> _Document section_
______________________________

Who is the American Woman? Meet Patrice, Haute Couture Model
Today we launch the next phase of our project, Who is the American Woman?
Last year we got to know her through history when we made our video story. This year, through a series of interviews, we get to know the American Woman in the here and now. And right now it’s Paris Fashion Week.
We are thrilled to present haute couture model Patrice Vailes-Macarie.
A native of Washington, DC, Patrice told us she decided to become a model at age 12 when she saw a photo of 1970s supermodel Beverly Johnson, the first African-American woman to appear on the cover of Vogue. “She was elegant and classic, so well put together. I saw it was possible to have a career [in modeling]. I wanted to do that.”
At 16 Patrice announced to her mother that she was going off to become a model. “My mother said, ‘Oh, no you’re not! You’re going to college.’” Patrice listened to her mother and off she went to Bennett College in North Carolina, where she studied Home Economics and French. On the day of her graduation, her mother presented her with a round-trip, open-return ticket to Paris.

______________________________

> _Extracted information_
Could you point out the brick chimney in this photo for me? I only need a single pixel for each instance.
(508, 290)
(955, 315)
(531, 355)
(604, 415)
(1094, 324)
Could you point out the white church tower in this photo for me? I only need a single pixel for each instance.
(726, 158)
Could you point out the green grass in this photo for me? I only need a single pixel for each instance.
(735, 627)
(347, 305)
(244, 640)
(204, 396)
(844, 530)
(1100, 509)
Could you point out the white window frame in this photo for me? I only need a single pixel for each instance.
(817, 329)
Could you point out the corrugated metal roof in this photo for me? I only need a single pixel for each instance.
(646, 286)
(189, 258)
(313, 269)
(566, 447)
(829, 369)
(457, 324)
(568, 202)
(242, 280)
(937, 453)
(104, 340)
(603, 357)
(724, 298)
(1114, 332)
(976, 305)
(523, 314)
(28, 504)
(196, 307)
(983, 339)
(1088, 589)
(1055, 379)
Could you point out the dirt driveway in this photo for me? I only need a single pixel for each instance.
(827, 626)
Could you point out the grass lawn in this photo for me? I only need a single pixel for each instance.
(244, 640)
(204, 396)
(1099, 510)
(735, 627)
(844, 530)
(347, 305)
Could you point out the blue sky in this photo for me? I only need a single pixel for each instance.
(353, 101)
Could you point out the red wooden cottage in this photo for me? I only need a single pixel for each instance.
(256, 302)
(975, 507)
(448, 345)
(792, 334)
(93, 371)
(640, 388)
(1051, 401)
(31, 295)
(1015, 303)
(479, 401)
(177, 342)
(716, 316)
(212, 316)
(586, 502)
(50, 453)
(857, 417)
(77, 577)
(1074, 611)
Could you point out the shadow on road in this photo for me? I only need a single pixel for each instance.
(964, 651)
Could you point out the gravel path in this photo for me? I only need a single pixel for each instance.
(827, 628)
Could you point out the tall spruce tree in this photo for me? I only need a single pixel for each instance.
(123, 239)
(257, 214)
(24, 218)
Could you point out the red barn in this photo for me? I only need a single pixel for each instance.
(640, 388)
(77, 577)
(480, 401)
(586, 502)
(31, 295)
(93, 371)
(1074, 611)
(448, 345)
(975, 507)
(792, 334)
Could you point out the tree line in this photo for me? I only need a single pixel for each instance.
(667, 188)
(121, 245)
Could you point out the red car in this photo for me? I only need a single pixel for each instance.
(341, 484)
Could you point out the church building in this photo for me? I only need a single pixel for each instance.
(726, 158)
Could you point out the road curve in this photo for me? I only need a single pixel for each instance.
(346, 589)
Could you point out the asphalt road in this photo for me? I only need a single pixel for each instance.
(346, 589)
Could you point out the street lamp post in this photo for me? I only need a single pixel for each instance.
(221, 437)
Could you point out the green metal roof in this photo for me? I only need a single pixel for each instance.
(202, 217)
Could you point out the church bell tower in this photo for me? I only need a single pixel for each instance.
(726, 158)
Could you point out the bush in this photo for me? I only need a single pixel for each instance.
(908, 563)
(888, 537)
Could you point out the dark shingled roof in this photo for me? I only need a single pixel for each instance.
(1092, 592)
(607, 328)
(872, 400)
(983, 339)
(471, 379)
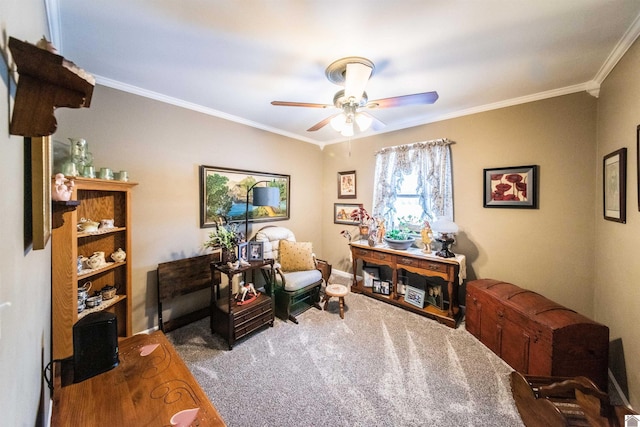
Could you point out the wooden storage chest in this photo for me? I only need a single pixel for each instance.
(535, 335)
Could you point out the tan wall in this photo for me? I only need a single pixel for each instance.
(617, 296)
(549, 250)
(25, 275)
(162, 147)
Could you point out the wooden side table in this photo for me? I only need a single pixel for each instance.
(234, 321)
(150, 387)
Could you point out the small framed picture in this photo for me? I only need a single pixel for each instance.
(216, 255)
(434, 296)
(511, 187)
(369, 274)
(342, 213)
(347, 185)
(414, 296)
(614, 186)
(401, 288)
(382, 287)
(243, 251)
(255, 251)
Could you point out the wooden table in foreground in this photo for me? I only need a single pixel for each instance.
(413, 260)
(150, 387)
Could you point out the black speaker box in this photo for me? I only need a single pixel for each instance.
(95, 345)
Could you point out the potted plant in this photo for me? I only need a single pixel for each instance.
(226, 237)
(399, 238)
(362, 216)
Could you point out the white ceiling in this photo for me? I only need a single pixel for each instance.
(231, 58)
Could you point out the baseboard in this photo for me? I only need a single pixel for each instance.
(618, 390)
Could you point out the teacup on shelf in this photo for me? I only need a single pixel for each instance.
(119, 255)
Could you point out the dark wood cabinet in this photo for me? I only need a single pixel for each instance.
(233, 321)
(450, 270)
(535, 335)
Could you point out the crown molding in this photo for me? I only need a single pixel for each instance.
(619, 50)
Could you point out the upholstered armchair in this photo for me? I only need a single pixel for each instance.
(299, 274)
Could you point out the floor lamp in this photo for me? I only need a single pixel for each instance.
(262, 196)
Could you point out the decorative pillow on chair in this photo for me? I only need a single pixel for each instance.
(296, 256)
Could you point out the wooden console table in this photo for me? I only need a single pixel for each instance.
(234, 321)
(150, 387)
(451, 270)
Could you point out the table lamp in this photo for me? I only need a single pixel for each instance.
(262, 196)
(445, 229)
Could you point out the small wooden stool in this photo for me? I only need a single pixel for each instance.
(338, 291)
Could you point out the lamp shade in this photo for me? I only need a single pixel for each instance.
(266, 196)
(444, 225)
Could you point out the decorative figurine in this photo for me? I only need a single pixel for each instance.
(62, 188)
(381, 230)
(246, 290)
(427, 237)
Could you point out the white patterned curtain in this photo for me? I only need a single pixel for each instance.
(431, 161)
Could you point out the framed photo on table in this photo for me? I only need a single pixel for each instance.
(243, 251)
(369, 275)
(382, 287)
(347, 185)
(256, 252)
(614, 185)
(434, 296)
(414, 296)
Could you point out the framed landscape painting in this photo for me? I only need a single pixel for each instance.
(342, 213)
(511, 187)
(223, 193)
(347, 185)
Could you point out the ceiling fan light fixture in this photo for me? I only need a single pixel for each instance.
(347, 130)
(338, 122)
(363, 121)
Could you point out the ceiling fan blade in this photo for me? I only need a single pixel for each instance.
(322, 123)
(300, 104)
(400, 101)
(357, 76)
(376, 124)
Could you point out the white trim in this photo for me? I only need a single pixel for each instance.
(619, 50)
(52, 9)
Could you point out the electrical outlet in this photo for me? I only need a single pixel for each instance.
(3, 305)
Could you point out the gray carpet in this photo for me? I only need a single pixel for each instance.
(380, 366)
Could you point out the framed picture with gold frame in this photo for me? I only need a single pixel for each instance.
(347, 185)
(614, 185)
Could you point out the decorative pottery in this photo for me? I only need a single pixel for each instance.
(108, 292)
(96, 260)
(119, 255)
(399, 244)
(87, 225)
(62, 188)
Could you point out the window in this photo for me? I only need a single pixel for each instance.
(413, 180)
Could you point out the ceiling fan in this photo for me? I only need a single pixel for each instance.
(353, 73)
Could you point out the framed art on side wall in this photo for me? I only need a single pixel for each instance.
(342, 213)
(511, 187)
(614, 185)
(347, 185)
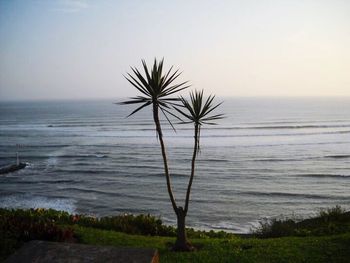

______________________________

> _Task to carry out_
Extend the profile of haute couture model Patrice Vailes-Macarie, beginning after its final sentence about the round-trip ticket to Paris.

> _Result below_
At first Patrice was completely intimidated. “I stayed in my hotel room for days. The cleaning lady kept urging me to go out.” Eventually she emerged to start her course of studies at the Paris American Academy design program. In her spare time, she looked for modeling opportunities. After a year, Patrice tells us, she learned that “the way to get into modeling in Paris was to start in New York.”
So she did. At the end of the year, Patrice moved to New York with a group of friends from college. She worked at the department store Abraham and Strauss, and as she explains, built her modeling portfolio by knocking on doors. Karl Lagerfeld, Donna Karan… Patrice was hired on the spot by Pauline Trigère, Paris-born grande dame of American fashion. Unlike the other designers, she interviewed Patrice personally. Trigère, whose clients included Grace Kelly, Beverly Sills, and Lena Horne, did not sketch her designs. Instead she draped in the traditional couture method, from bolts of fabric directly on an in-house fitting model, known as a cabine. She hired Patrice to be that model.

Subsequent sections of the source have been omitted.